An exact reproduction of each record is required.

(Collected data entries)
►

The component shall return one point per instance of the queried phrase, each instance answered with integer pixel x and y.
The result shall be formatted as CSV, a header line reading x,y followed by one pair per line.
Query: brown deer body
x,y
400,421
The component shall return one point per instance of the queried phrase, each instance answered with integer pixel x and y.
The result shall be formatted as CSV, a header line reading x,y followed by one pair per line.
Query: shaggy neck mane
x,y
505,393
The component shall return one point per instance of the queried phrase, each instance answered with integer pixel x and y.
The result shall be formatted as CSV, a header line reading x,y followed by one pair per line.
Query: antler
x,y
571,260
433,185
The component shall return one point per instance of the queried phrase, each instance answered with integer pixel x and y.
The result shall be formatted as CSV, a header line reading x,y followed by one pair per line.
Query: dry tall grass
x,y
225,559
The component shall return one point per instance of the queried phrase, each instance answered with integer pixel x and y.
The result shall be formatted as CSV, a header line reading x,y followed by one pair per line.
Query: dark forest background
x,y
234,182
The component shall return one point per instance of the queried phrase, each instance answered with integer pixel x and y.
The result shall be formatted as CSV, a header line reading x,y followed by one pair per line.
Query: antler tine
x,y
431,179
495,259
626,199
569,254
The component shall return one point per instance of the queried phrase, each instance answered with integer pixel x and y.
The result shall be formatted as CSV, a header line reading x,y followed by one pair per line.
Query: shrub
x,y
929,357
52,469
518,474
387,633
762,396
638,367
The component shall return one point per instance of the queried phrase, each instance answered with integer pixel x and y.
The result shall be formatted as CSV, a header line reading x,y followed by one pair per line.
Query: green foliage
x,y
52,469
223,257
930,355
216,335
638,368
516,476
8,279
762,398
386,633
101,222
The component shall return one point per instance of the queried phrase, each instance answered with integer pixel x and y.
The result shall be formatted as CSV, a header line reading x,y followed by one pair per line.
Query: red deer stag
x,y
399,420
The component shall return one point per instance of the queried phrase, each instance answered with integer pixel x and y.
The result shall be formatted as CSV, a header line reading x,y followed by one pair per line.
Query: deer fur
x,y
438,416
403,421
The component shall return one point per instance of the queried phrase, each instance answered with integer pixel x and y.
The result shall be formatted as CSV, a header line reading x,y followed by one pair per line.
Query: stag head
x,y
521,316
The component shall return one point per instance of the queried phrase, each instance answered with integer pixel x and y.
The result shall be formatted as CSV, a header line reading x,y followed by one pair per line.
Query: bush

◄

* **Output for this exercise**
The component shall return one point per instance of the queried phrase, each instance answered with integer pixel x and y.
The result shall be formatted as CSV, a header line reading x,y followed by one pair per line.
Query: brown deer body
x,y
400,421
The component shall return one point per instance of the queried phrase, each instance answered with integer pixel x and y.
The result shall be formatted as CSV, a header line reading x,y followed by one pair per line.
Query: shaggy neck mane
x,y
505,393
The component shall return one point per instance of the queried phrase, each instance answered with integer pixel x and y.
The result shall be formatted as CSV, a header line reading x,y followed by one pair per line.
Query: antler
x,y
571,260
433,185
The component shall return one point per instance of the queried phrase, each instance answered with integer pixel x and y.
The result shall be formatted as CSV, a header line reading x,y followed by one pair per line.
Query: dry tall grass
x,y
225,559
The component shall return one point per instance of the queried phrase, each instance answered with integer pixel x and y.
The result shall be formatted as CSV, a header line reading x,y followed by one pair per line.
Query: dark forest background
x,y
234,182
The component shall return one point per instance of the queried phrase, each instance answered with integer pixel x and y.
The result shall be formatted as CSV, a header line reading x,y followed by one pair per line.
Query: antler tine
x,y
431,179
495,259
626,199
569,254
The component shall return one point per instance of the queried phrase, each instance answered with integer pixel x and y.
The result shall be formatted as CSV, a header line reading x,y followed by one pair per line.
Query: shrub
x,y
929,357
52,469
518,474
387,633
762,396
638,367
The component shall return one point per instance of the queried phrase, each instance answered with integer pixel x and y.
The result shall be formatted as CSV, a header line reading x,y followed by one pair per line.
Query: green foliage
x,y
52,469
223,257
930,355
216,335
638,368
516,476
8,279
762,398
386,633
101,222
The component shall return one point per instance of the queried phrase, each instance answered with integer pixel x and y.
The result shall be formatted as CSV, a header line reading x,y followed by one pair per line.
Query: red deer stag
x,y
399,420
The component shall return one point per instance of the queried phrase, each instance answered with integer pixel x and y.
The result shall be formatted as CSV, a header line reading x,y followed by one pair per line.
Query: deer fur
x,y
438,416
403,421
The component shall return one point per instance of the queried phrase, each instance answered with integer pixel x and y.
The result shall be formatted as CSV, a header line reading x,y followed by one pair per line.
Query: stag head
x,y
521,316
The component shall return one point per instance of the queried phrase, each instance answered with integer pixel x and y.
The result shall be formatted as CSV, a header line reading x,y followed by one pair per line.
Query: bush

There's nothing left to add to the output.